▶ Task statement:
According to the page about the Maelbeek stream, in what year was the stream vaulted?

▶ Page:
— Start —
The Maelbeek or Maalbeek () is a stream that runs through several municipalities in Brussels, including Etterbeek, Ixelles, Saint-Josse-ten-Noode, Schaerbeek. It is a tributary of the Zenne, which it joins up in Schaerbeek, from its source located to the south near the Abbey of La Cambre. The name Maalbeek, (meaning mill brook), comes from the Dutch words beek (meaning brook) and maal (meaning to mill). Molenbeek has a similar derivation. It was vaulted in 1872, at which time there were 58 ponds along the stream. Nowadays, only six are left: the ponds of the Abbey of La Cambre; of Ixelles (two); of Leopold Park; of Marie-Louise Square; and of Josaphat Park.

The Maelbeek/Maalbeek metro station is located in the central area of this Maalbeek valley.
— End —
▶ Supplied material:
— Start —
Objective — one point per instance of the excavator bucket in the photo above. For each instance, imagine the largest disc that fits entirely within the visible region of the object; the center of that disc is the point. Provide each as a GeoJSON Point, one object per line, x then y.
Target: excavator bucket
— End —
▶ Output:
1872